WORK TO COMPLETE:
Please report how many lines of the material below contain the string "tail", giving only the number.

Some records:

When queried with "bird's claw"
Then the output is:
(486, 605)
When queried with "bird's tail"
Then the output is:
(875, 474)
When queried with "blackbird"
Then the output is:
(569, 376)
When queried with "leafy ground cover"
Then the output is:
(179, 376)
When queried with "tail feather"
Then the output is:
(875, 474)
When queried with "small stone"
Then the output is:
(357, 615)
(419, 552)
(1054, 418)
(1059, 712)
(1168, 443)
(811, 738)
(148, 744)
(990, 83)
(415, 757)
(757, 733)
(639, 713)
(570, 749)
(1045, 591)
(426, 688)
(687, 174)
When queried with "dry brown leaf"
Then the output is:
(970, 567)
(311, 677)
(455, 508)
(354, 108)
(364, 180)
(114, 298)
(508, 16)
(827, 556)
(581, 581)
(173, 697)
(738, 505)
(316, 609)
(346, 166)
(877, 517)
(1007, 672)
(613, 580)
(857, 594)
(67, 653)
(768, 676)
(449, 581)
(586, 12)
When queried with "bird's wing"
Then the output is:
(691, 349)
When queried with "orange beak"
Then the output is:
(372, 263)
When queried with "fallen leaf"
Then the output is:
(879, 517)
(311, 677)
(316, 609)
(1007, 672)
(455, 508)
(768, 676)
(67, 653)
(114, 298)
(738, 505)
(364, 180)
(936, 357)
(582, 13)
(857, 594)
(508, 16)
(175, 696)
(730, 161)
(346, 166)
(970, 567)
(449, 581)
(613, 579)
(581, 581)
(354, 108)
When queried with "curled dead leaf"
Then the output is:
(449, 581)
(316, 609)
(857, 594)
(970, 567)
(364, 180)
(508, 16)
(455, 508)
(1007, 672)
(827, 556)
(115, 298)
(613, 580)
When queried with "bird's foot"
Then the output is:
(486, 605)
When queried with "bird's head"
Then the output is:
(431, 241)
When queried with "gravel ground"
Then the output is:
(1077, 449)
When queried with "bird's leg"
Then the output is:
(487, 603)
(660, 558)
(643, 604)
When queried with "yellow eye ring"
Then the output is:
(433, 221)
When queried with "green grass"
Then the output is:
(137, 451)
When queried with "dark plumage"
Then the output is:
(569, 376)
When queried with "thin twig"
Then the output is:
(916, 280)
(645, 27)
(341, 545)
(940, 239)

COMPLETED EXERCISE:
2